▶ Problem requirements
Leave out the pictures and copy each record below exactly.

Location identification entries
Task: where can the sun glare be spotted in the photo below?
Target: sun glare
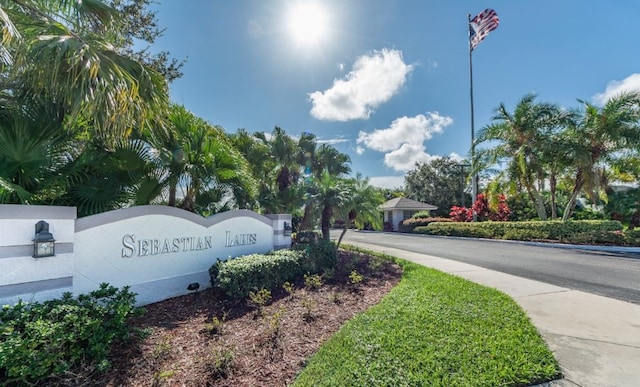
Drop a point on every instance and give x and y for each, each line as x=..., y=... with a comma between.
x=307, y=23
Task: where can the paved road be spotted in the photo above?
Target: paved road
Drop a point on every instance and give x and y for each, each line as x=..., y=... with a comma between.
x=608, y=274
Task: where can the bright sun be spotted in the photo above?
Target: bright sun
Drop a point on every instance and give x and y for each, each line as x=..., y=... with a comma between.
x=307, y=22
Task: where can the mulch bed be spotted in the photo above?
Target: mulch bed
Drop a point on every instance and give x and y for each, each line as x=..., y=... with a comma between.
x=208, y=340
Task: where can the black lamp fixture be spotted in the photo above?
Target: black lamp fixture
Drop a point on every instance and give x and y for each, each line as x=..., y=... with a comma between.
x=43, y=243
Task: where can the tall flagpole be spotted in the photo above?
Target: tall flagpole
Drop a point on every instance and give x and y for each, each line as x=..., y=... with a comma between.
x=474, y=177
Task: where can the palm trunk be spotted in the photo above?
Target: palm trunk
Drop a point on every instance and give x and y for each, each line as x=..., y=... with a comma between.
x=326, y=223
x=172, y=195
x=537, y=199
x=553, y=183
x=571, y=205
x=305, y=223
x=342, y=234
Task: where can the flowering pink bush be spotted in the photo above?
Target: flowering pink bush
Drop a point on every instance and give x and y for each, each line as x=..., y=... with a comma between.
x=482, y=210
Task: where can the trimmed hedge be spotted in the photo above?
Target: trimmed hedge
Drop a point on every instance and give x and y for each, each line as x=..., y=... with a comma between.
x=580, y=231
x=44, y=341
x=239, y=276
x=408, y=225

▶ Answer to this exercise
Task: where can the sun glare be spotted in the photo below?
Target: sun glare
Drop a point on every instance and give x and y for each, each line as x=..., y=... with a comma between.
x=307, y=23
Task: where can the paved road be spotted in the photo above?
Target: paved road
Drop a point on every instance and give x and y for each, each line as x=..., y=... with a comma between.
x=608, y=274
Task: where can the bright sun be spotted in the photo above?
Target: bright sun
Drop a point on every instance and give x and y for each, each line as x=..., y=... with a comma between.
x=307, y=22
Task: where can the mulch bed be spotted in the photo above?
Target: mulch bed
Drop a point on every instance and give x and y for each, each line as x=..., y=... with a comma between.
x=208, y=340
Task: where can the black lamp fixture be spotted in the photo above?
Target: black lamp fixture
Drop a point on every instance and give x and y for each, each line as x=..., y=... with a comma between.
x=43, y=243
Task: where can the tall flagpole be spotted in the photo above?
Target: tall flagpole
Drop a point on every instance and give x and y for each, each line as x=..., y=... with a comma between.
x=474, y=177
Task: where can the palm trunk be spotted in the photo above?
Target: palm trunk
Drop a point on every instance and give x and y for each, each line as x=..., y=... with a comma between.
x=326, y=223
x=172, y=195
x=537, y=199
x=553, y=183
x=571, y=205
x=305, y=223
x=342, y=234
Task: where can the flowering pink bush be spotted in the photo above?
Target: flowering pink bush
Drop a point on every instance and give x and y for each, each line as x=..., y=... with a comma between.
x=482, y=210
Task: where can the trimmed hedge be spotted in the photo above?
Target: trimmed hedge
Drop a point on every instance and give x and y for each, each line as x=..., y=... with a comma between.
x=580, y=231
x=44, y=341
x=239, y=276
x=408, y=225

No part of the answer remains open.